Work task:
Every line below between the one holding "Note to the class: identify the blue" and the one holding "Note to the class: identify the white ship", inclusive, should be copied exactly, and no other line.
··· Data for the task
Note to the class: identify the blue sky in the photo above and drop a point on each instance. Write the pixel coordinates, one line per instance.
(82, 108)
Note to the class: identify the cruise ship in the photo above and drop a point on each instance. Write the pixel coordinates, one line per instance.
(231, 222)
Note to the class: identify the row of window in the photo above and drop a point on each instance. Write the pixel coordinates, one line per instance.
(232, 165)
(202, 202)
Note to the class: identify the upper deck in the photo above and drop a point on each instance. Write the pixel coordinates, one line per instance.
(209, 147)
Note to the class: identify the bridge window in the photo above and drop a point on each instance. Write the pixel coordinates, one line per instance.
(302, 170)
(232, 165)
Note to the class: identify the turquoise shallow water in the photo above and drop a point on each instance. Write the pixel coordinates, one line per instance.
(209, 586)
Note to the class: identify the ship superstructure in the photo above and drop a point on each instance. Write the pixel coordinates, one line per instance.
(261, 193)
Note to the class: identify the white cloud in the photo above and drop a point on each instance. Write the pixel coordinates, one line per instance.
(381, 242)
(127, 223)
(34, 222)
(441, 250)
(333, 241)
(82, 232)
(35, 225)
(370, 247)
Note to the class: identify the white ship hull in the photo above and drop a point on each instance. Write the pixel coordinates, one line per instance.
······
··· Data for the task
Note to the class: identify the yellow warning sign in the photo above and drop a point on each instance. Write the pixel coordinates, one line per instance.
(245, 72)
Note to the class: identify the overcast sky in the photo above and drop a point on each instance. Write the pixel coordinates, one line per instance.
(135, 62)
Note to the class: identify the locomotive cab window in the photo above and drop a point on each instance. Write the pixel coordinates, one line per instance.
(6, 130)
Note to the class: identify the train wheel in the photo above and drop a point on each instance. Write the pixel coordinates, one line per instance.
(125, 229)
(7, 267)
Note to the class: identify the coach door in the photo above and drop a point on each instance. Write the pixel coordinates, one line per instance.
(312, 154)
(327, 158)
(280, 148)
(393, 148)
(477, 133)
······
··· Data for the task
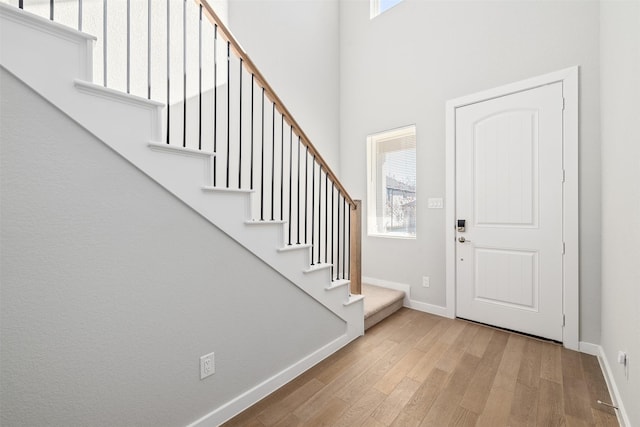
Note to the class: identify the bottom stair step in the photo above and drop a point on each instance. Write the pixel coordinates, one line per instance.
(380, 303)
······
Exercise response:
Note to the class: identify the blue sky in the photo above and drop a point on each instance. Write the pixel coordinates, one line per instance.
(82, 108)
Note to the class: identify the cruise ship in the photo above and drop a point on each instance. Write the pixel coordinates, one line per instance.
(231, 222)
Note to the class: identify the row of window in the photo above and drop a point on each instance. Write the pixel coordinates, one line per instance.
(232, 165)
(202, 202)
Note to the class: identify the upper deck in the photo above and drop a point on each instance. Write the pixel coordinates, one line per instance.
(209, 147)
Note to the class: identify the bridge window in the photo above and drop a point on each instance. Write the pixel coordinates, one line per instance.
(302, 170)
(232, 165)
Note to the class: identify the turquoise shallow water in the photo above and drop a point on each instance. Write the pixel coordinates, one line per instance.
(209, 586)
Note to the class: identify the ship superstructure in the photo above and drop a point on each instance. Write the pixel coordinates, one line per instance.
(261, 193)
Note to the class: identify the white cloud in the photo above and drop a point on each instance. Write the pixel coordinates, one line per instance.
(381, 242)
(127, 223)
(34, 222)
(441, 250)
(333, 241)
(82, 232)
(35, 225)
(370, 247)
Note to the class: identify the white ship hull in the photo above and drop a point on each instance. Write the pixel coordinates, one line per instance.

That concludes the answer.